_PASSAGE SHOWN_
= Beginning of Section =
Substance Abuse Patients

How to manage sinusitis

Many individuals with sinusitis do not need to consult a doctor. In most circumstances, the condition is caused by a viral infection that clears up on its own without requiring any form of treatment. The symptoms usually pass within 2-3 weeks and the condition can be easily managed at home.

For severe cases or those that do not seem to improve, further treatment is required. It might take several months before the individual can feel better.

Self-care at home

For mild symptoms, there are self-care measures that can help manage the condition. The following can help the individual feel better until he/she recovers.

  • Over-the-counter pain medications such as ibuprofen and paracetamol can be given to lower down the body temperature and pain. Carefully check the instructions if it is suitable to use.
  • Over-the-counter decongestant drops or nasal sprays works by unclogging the nose and allowing the individual to breathe easily. Just remember not to use them for more than week.

    Sinusitis
    Over-the-counter pain medications such as ibuprofen and paracetamol can be given to lower down the body temperature and pain.
  • Regularly clean the interior of the nose using a salt water solution. This helps unclog the nose and minimize the nasal discharge.
  • Apply warm packs on the face to help soothe the pain and promote drainage of the mucus from the sinuses.

How to clean inside the nose

You can utilize a homemade salt water solution or those that are made using sachets or pre-packed ingredients readily available in pharmacies. All you have to do is mix a teaspoon of salt and teaspoon of bicarbonate of soda into a pint of boiled water that has been allowed to cool down.

You have to prepare a fresh solution every day. Do not reuse a solution that was used the day before.
= End of Section =
_QUESTIONS TO ANSWER_
1) In the sinusitis passage, how often should a fresh salt water solution be made?
2) Take the sinusitis passage further, picking up right after its last sentence.

[Collection entries]
= Beginning of Section =
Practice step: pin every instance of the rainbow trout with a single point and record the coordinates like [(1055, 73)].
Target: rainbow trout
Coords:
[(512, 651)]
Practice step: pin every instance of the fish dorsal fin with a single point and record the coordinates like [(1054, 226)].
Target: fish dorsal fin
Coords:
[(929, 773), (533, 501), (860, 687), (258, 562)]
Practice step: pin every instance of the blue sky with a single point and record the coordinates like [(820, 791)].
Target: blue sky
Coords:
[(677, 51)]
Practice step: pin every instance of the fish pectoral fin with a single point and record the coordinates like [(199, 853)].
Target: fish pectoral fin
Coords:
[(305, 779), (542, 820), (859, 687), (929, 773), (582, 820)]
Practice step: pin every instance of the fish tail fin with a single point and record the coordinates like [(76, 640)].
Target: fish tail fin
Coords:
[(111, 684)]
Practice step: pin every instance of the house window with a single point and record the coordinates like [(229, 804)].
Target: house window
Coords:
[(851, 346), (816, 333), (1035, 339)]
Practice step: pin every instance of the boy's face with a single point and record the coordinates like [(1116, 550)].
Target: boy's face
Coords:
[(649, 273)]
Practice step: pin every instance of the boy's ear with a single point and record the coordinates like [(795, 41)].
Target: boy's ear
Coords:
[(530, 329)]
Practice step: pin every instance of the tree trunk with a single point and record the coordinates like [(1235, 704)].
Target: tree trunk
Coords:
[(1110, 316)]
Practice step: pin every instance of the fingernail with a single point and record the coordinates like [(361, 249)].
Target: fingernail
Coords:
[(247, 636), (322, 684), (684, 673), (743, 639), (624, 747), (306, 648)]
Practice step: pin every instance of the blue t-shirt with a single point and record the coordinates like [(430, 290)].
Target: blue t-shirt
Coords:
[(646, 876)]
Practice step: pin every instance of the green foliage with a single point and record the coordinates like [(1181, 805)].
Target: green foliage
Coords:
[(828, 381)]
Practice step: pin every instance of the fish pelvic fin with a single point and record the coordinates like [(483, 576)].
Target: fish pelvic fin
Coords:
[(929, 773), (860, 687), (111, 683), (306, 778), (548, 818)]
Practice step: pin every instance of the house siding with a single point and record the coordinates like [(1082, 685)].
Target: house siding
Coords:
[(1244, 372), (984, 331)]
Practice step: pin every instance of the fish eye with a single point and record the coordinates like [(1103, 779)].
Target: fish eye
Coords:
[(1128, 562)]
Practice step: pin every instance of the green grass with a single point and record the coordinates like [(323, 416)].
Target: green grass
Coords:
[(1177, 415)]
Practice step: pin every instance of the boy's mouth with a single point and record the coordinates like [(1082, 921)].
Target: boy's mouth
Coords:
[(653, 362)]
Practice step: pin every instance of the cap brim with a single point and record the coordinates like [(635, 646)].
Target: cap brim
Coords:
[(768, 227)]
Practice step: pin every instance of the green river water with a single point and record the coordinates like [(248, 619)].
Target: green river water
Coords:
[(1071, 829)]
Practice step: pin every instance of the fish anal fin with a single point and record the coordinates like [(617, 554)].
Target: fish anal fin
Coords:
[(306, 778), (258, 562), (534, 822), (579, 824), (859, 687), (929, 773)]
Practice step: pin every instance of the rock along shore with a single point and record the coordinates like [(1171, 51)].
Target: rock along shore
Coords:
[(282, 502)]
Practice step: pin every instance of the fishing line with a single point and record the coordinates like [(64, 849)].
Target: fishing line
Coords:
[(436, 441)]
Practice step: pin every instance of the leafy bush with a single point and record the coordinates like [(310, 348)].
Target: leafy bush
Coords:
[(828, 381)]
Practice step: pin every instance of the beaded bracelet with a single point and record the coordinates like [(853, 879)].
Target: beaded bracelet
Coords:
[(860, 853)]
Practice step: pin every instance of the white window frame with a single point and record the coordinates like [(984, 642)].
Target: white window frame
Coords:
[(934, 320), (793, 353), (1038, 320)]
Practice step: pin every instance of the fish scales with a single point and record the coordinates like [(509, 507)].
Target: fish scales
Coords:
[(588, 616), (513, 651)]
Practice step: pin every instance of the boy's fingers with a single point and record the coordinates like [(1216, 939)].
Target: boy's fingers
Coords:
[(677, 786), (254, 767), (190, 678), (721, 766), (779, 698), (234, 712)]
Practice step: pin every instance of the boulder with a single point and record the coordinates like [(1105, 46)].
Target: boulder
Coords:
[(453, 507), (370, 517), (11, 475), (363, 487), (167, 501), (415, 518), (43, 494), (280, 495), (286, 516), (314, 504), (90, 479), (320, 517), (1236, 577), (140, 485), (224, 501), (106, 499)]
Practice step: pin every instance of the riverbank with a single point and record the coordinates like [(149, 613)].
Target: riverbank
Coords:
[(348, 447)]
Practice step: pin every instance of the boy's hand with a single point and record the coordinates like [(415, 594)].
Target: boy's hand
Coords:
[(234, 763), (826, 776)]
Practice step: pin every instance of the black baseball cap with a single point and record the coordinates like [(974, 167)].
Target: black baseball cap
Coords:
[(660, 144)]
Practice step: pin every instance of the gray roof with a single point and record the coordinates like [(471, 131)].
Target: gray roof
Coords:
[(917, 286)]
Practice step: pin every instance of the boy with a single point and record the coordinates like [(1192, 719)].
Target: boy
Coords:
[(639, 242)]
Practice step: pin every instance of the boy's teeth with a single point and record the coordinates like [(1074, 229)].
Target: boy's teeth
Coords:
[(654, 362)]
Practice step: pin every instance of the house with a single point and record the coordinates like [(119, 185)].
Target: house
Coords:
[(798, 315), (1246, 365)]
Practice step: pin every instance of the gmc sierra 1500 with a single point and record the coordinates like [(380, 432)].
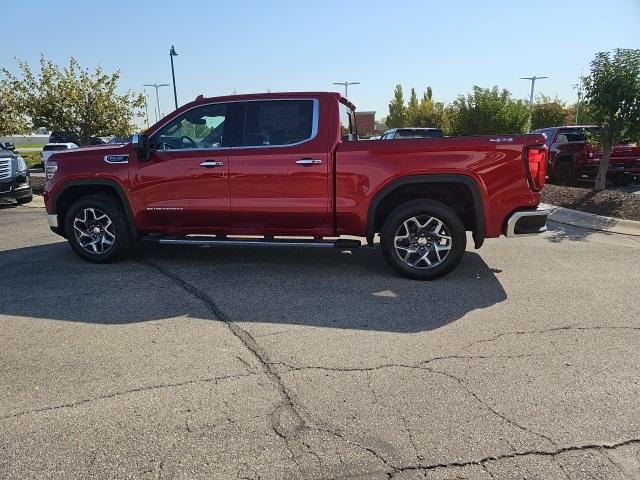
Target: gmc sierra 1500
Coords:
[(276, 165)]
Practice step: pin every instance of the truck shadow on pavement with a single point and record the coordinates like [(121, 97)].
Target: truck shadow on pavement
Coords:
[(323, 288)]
= End of Section =
= Beginning of Section =
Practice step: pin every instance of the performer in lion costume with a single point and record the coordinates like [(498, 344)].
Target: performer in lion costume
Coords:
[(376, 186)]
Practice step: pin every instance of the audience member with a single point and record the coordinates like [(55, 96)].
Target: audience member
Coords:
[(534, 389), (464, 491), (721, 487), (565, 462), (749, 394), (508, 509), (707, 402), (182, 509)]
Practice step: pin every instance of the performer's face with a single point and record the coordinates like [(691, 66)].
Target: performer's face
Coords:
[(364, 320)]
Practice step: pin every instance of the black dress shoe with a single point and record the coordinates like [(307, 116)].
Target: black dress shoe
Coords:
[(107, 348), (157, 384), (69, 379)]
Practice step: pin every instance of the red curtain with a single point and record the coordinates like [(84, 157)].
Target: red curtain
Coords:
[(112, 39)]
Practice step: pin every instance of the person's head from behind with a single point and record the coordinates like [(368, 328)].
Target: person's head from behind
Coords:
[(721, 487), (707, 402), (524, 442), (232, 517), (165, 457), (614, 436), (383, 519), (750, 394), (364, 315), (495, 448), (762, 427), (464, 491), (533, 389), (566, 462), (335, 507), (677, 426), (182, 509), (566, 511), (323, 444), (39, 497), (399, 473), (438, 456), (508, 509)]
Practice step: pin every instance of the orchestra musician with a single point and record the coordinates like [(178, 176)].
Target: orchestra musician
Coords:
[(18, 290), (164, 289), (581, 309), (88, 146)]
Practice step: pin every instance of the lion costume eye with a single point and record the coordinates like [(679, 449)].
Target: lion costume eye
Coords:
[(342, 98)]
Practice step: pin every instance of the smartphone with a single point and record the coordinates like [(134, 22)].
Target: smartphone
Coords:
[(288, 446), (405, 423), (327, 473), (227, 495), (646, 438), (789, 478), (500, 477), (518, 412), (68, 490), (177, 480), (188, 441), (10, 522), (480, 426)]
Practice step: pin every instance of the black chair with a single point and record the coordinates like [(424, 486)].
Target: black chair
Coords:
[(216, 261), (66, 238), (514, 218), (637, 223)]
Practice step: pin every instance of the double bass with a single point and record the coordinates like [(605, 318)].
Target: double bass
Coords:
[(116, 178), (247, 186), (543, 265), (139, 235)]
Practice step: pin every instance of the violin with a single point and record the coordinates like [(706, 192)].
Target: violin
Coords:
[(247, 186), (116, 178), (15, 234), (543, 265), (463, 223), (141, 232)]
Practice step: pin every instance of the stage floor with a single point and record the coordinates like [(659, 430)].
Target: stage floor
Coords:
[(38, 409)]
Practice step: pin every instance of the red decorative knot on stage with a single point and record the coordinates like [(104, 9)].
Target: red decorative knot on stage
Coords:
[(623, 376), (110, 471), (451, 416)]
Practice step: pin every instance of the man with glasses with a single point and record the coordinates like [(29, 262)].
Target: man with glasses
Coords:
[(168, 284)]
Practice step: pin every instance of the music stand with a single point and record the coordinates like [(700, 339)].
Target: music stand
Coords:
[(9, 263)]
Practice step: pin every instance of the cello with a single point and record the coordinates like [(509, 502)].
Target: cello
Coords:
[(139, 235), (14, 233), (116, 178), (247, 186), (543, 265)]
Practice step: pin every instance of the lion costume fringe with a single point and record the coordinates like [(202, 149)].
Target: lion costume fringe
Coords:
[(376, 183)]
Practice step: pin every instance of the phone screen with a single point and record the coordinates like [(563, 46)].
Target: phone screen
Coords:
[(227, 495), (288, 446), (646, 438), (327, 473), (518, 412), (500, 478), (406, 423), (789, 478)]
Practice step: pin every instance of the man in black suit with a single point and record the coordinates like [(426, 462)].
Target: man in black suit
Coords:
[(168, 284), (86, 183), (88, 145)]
= End of Section =
_EXPECTED OUTPUTS_
1) Every day.

2)
Treatment from a doctor

Set an appointment with a doctor if the symptoms are severe, does not improve within 7-10 days or becoming worse. These cases might require further treatment using antibiotics or corticosteroid sprays or drops. In case these treatments are not effective, the doctor might refer the individual to a specialist for further assessment and to discuss if surgery is an option.

Corticosteroid sprays or drops

Corticosteroids or steroids work by reducing the inflammation. If the individual experiences persistent symptoms of sinusitis, steroid nasal sprays or drops might be prescribed to minimize the swelling in the sinuses. These medications might be used for several months. The potential side effects include sore throat, nasal irritation and nose bleed.

Antibiotics

If the doctor suspects that the sinuses might be infected with bacteria, a course of antibiotics are prescribed in either capsule or tablet form to manage the infection. The antibiotics are usually taken for a week, but sometimes a prolonged course might be given. The possible side effects of antibiotics include a feeling of being sick, stomach pain and diarrhea.

Surgery

Surgery is considered as the last option if the symptoms do not seem to improve despite the commonly used treatment options.